▸ Provided material
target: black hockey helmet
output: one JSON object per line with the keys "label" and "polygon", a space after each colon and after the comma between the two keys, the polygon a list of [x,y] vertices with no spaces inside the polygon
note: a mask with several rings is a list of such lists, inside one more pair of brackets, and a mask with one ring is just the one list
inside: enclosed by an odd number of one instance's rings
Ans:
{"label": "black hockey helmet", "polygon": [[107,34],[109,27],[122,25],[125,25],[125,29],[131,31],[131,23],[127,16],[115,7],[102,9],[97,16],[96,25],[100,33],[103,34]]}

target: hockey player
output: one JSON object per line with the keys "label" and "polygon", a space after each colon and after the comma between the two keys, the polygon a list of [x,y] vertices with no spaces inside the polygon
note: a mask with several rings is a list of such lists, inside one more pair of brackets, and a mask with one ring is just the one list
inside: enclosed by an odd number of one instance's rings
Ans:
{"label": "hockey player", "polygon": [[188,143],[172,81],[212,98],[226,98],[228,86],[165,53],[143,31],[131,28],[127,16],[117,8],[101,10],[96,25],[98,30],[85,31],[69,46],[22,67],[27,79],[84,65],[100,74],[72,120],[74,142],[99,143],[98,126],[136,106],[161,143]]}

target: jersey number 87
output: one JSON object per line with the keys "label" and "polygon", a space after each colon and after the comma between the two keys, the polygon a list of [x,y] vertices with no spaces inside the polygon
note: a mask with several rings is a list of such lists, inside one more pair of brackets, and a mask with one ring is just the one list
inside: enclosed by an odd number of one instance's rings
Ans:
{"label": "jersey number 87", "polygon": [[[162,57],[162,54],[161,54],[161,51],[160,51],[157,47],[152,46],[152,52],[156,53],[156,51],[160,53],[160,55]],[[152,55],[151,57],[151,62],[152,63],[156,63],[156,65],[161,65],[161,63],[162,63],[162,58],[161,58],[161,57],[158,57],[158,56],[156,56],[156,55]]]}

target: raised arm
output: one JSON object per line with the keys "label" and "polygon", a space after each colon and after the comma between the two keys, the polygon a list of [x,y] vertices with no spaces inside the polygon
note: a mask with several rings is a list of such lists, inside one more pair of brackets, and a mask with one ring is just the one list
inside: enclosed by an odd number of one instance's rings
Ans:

▸ What is required
Rewrite every line of the records above as a numbered list, dropping the blank lines.

▸ Completed task
1. target: black hockey helmet
2. output: one JSON object per line with the keys "label" and "polygon", a space after each colon and after the comma between the two keys, the polygon a list of [x,y] vertices with no spaces inside the polygon
3. note: a mask with several rings is a list of such lists, inside one more pair of brackets, and a mask with one ring is just the one list
4. inside: enclosed by an odd number of one instance's rings
5. Ans:
6. {"label": "black hockey helmet", "polygon": [[107,34],[109,27],[122,25],[125,25],[125,29],[131,31],[131,23],[127,16],[115,7],[102,9],[97,16],[96,25],[100,33],[103,34]]}
7. target: hockey player
8. output: one JSON object per line with the keys "label" and "polygon", a space after each colon and after the comma between the two keys, the polygon a list of [x,y] vertices with no spaces inside the polygon
9. note: a mask with several rings is a list of such lists, inside one more pair of brackets, and a mask with one ring is just the one list
10. inside: enclosed by an odd number of one instance's rings
11. Ans:
12. {"label": "hockey player", "polygon": [[188,143],[172,81],[212,98],[226,98],[228,86],[165,53],[143,31],[131,28],[127,16],[117,8],[101,10],[96,25],[98,30],[85,31],[69,46],[22,67],[27,79],[84,65],[100,74],[72,120],[74,142],[99,143],[98,126],[136,106],[161,143]]}
13. target: jersey number 87
14. output: one JSON object per line with the keys "label" and "polygon", a space after each colon and after the comma between the two keys, the polygon a list of [x,y] vertices with no spaces inside the polygon
15. note: a mask with several rings is a list of such lists, inside one more pair of brackets, and a mask with one ring is just the one list
16. inside: enclosed by an odd number of one instance's rings
17. Ans:
18. {"label": "jersey number 87", "polygon": [[[162,57],[162,54],[161,54],[161,51],[160,51],[157,47],[152,46],[152,52],[156,53],[156,51],[160,53],[160,55]],[[152,55],[151,57],[151,62],[152,63],[156,63],[156,65],[161,65],[161,63],[162,63],[162,58],[161,58],[161,57],[158,57],[158,56],[156,56],[156,55]]]}
19. target: raised arm
20. output: one JSON object per line with the keys "label" and "polygon", a space after each colon and after the comma between the two keys, the polygon a list of [x,y] vertices with no spaces inside the polygon
21. note: a mask with several rings is a list of such lists, inside one more pair of brackets, and a mask with one ring is just the one list
22. inside: enclosed by an odd number of one instance's rings
23. Ans:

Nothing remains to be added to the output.